EXERCISE INSTRUCTIONS:
Copy the rows from the line with "of the golden" through the line with "of the yogurt", keeping every line, and shift each point coordinate in the answers by adding 56 to both numbers.

TASK INPUTS:
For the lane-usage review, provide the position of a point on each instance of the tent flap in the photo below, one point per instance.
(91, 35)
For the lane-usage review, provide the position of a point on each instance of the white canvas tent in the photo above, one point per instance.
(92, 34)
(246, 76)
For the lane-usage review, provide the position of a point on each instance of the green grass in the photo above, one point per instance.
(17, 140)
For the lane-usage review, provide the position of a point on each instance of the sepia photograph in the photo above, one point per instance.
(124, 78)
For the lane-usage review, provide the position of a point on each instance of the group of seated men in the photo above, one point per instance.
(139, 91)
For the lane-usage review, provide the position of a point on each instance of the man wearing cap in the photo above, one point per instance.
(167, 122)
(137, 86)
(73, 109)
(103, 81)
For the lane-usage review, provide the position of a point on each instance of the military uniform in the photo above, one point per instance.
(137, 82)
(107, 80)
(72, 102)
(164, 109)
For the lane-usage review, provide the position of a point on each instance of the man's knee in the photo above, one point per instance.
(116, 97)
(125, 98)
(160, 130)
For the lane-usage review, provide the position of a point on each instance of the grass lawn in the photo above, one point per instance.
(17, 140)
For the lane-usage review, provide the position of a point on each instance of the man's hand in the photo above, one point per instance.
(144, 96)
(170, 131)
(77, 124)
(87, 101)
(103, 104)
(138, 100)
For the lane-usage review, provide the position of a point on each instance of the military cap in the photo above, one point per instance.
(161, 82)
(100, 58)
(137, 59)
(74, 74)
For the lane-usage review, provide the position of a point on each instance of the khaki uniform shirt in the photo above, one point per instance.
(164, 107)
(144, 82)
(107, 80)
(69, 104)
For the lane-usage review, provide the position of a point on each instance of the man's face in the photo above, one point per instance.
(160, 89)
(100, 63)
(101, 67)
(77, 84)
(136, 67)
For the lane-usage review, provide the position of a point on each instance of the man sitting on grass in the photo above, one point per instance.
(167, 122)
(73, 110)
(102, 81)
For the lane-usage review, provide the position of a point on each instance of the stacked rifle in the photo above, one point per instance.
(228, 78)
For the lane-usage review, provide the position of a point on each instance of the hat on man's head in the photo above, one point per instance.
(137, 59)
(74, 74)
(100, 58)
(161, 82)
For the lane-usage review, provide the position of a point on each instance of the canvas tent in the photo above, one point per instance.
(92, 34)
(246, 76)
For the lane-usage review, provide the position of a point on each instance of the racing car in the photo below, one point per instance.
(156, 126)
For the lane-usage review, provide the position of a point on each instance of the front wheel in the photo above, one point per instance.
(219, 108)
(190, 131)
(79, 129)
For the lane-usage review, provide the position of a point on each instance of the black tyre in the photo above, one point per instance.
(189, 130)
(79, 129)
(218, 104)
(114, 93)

...

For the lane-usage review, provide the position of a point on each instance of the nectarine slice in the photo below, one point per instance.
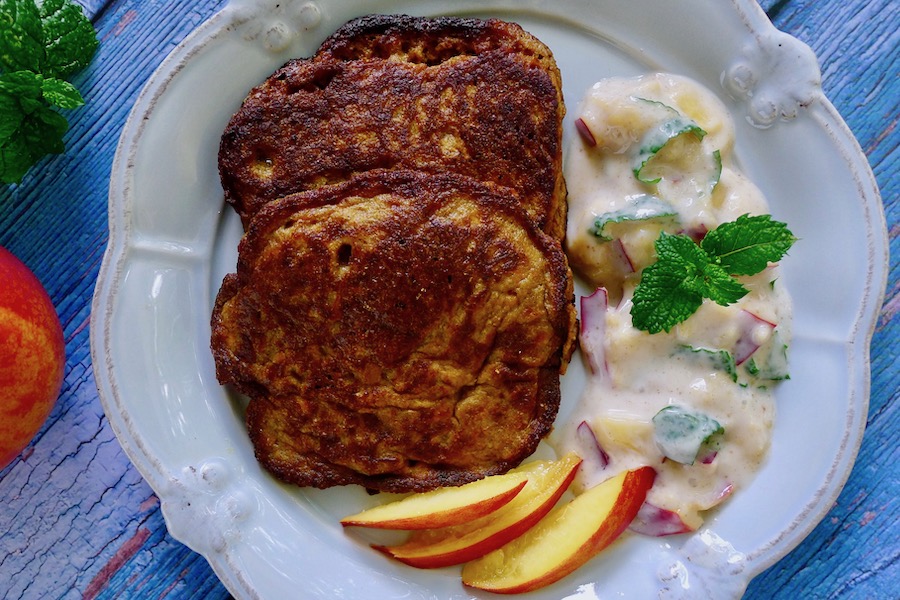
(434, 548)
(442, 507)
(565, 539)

==

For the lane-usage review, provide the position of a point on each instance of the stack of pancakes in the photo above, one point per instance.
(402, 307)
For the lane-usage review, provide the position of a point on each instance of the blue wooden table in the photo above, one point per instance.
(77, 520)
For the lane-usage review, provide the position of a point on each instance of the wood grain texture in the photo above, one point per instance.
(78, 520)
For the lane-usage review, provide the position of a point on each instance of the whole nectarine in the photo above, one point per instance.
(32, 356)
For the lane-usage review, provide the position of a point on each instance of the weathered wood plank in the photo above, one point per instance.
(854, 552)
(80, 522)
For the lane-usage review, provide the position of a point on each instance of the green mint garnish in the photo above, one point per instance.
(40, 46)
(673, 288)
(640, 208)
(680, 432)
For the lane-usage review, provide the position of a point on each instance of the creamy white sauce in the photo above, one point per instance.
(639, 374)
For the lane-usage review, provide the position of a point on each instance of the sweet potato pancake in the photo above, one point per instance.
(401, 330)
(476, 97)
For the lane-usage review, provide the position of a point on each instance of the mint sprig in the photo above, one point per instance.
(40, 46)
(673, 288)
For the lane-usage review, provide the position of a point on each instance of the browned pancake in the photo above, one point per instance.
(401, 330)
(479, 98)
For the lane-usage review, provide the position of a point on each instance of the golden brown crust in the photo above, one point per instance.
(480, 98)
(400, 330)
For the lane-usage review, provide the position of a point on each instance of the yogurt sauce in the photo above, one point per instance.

FINISHED ANSWER:
For the lane-usage review, provide the position of a point on each instance of the golden brown crust in the photo above, one point per instance.
(536, 154)
(456, 386)
For the lane-usage review, provide the position of a point on each instance of the yogurt sauce in the photo above, one point per instance.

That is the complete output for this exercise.